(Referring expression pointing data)

----------

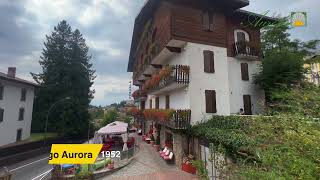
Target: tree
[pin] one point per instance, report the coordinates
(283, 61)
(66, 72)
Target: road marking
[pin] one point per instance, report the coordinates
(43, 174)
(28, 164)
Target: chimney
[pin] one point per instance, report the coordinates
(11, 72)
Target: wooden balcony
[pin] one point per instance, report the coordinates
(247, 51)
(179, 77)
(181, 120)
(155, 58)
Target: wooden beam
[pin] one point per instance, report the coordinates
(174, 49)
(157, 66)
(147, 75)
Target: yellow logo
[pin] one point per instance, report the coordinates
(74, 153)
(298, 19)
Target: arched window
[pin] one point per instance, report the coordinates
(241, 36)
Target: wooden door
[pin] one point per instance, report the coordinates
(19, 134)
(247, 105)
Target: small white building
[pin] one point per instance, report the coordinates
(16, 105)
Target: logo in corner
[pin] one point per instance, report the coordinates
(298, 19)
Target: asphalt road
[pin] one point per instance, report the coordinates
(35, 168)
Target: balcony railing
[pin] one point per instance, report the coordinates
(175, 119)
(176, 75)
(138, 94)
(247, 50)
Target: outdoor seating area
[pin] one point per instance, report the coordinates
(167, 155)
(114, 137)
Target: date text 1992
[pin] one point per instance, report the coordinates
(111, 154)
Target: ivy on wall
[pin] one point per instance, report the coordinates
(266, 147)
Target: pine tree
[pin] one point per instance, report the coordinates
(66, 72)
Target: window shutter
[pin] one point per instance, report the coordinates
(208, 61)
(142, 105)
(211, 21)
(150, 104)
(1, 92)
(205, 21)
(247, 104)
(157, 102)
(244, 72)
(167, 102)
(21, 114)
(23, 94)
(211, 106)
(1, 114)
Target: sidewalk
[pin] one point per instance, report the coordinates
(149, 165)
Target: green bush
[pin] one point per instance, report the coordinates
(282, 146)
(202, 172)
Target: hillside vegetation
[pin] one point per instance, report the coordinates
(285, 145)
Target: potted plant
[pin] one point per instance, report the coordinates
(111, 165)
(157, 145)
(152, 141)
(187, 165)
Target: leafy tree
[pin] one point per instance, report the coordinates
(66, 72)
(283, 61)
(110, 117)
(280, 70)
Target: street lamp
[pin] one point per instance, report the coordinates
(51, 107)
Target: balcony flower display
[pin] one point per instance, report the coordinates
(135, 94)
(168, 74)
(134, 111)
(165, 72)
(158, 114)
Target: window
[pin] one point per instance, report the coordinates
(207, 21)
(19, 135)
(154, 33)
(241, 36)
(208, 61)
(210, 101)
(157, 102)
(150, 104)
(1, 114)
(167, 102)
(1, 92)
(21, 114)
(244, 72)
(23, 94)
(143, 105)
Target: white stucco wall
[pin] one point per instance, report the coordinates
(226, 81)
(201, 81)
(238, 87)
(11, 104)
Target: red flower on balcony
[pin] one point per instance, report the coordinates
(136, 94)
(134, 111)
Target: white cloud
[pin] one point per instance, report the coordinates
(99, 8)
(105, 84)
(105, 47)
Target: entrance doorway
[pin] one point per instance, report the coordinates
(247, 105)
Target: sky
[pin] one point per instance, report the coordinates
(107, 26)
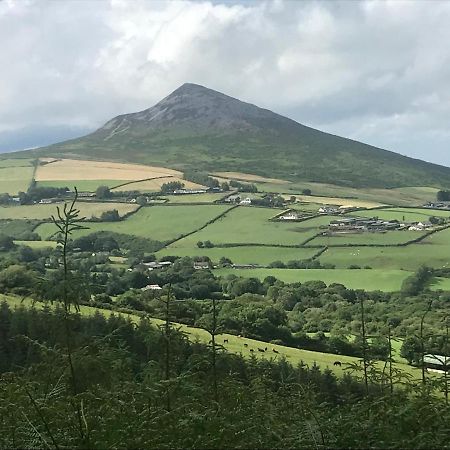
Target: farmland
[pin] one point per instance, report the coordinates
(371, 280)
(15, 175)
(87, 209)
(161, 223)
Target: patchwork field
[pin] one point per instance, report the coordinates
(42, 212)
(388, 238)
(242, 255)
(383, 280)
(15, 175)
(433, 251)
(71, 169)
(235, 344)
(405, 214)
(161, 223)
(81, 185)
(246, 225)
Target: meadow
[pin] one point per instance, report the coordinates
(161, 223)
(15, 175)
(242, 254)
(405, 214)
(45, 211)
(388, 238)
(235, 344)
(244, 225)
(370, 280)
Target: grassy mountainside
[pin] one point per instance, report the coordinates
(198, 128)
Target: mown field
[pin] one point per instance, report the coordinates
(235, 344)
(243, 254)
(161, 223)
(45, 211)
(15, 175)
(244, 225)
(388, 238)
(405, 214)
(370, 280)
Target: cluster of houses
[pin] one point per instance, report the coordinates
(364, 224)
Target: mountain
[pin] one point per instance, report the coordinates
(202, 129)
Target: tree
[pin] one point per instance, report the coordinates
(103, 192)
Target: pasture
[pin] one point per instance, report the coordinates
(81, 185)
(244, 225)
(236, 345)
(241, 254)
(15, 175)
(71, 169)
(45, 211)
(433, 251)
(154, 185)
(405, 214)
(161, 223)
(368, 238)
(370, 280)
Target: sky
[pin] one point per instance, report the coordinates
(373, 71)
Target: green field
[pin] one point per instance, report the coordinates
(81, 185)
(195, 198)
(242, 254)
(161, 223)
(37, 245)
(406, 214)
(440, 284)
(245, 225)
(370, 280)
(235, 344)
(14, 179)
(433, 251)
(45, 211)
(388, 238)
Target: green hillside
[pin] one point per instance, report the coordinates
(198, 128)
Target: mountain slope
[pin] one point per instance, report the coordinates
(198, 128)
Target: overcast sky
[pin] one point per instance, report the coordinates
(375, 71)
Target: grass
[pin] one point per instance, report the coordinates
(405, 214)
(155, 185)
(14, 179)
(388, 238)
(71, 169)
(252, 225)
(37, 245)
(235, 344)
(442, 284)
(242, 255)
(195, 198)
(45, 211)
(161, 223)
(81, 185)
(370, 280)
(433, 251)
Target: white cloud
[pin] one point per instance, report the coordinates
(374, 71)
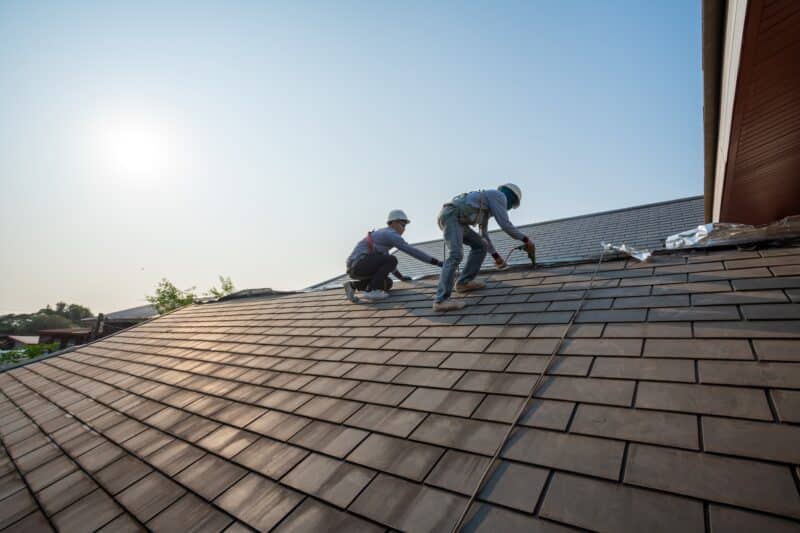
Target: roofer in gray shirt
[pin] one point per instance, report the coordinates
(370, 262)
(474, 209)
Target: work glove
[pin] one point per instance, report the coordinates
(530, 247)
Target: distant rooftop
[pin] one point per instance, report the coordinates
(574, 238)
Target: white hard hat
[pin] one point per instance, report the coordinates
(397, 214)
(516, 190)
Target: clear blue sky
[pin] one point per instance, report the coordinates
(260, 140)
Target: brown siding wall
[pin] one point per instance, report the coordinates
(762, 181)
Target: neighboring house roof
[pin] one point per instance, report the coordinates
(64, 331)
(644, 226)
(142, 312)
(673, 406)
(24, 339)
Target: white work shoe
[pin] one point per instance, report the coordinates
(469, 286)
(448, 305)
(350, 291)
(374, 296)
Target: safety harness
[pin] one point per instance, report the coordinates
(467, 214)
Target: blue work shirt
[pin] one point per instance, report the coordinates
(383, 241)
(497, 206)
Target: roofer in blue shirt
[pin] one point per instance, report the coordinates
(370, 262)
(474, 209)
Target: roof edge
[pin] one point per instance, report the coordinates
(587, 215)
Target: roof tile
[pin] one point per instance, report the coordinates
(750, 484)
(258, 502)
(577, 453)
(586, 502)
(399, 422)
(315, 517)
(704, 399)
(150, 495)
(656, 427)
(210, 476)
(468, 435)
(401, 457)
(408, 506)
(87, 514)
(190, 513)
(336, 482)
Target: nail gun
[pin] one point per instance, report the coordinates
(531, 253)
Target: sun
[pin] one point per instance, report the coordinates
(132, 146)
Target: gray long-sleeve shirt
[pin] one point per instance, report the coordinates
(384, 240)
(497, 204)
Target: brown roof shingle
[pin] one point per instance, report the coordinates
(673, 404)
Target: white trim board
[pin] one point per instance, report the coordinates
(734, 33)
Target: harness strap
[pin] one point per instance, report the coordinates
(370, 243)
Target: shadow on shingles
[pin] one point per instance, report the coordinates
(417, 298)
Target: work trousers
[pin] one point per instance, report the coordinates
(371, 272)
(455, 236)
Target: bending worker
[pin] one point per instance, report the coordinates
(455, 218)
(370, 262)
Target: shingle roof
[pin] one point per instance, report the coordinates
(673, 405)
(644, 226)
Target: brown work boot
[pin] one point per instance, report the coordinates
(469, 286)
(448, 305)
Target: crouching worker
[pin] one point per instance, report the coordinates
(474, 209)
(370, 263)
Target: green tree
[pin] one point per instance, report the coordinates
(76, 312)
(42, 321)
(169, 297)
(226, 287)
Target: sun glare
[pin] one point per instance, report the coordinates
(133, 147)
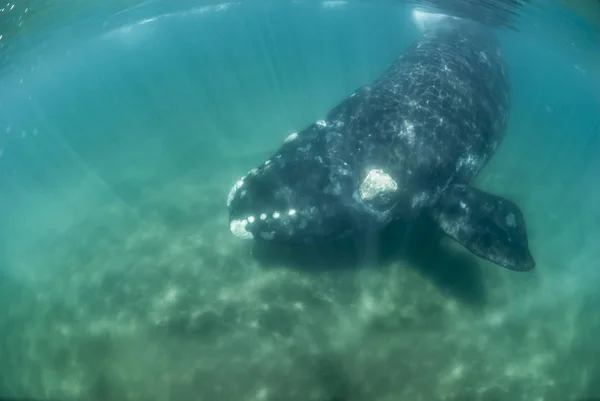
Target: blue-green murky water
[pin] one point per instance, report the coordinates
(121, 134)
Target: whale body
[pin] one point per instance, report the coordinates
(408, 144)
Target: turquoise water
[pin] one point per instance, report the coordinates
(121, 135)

----------

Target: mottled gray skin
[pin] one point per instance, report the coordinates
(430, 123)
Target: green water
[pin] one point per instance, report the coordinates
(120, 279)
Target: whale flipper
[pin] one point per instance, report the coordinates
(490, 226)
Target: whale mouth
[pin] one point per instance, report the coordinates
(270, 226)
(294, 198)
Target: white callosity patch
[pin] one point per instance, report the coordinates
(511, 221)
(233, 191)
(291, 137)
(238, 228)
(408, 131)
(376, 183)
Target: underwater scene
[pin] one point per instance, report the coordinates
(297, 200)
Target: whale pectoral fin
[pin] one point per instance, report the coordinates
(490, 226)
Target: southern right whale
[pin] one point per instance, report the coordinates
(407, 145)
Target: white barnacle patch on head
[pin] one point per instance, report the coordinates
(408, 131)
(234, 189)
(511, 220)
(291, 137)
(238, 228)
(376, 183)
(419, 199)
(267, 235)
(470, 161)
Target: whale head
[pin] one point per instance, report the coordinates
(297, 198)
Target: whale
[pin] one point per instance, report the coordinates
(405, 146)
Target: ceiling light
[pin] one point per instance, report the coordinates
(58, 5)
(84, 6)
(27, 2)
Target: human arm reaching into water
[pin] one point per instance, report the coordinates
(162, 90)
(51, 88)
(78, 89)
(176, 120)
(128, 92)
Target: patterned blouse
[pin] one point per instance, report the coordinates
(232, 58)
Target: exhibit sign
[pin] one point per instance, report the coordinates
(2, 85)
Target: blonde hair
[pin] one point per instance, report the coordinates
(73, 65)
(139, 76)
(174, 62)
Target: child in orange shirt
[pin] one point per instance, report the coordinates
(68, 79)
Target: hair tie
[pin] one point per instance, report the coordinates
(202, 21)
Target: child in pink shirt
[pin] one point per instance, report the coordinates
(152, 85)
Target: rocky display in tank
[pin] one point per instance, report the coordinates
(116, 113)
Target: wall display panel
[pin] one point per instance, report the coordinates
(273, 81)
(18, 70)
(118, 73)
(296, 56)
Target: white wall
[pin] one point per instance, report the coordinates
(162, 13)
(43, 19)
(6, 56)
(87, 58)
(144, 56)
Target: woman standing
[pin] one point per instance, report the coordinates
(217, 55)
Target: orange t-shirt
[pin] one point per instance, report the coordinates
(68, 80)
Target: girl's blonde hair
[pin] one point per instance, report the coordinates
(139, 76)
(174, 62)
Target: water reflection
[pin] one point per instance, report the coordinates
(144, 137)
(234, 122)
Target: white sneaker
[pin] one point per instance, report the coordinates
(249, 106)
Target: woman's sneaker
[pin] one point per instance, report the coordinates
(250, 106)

----------

Lines of the data above that include the string "head" must each be copied.

COMPLETED EXERCISE =>
Target: white barnacle patch on head
Target: whale head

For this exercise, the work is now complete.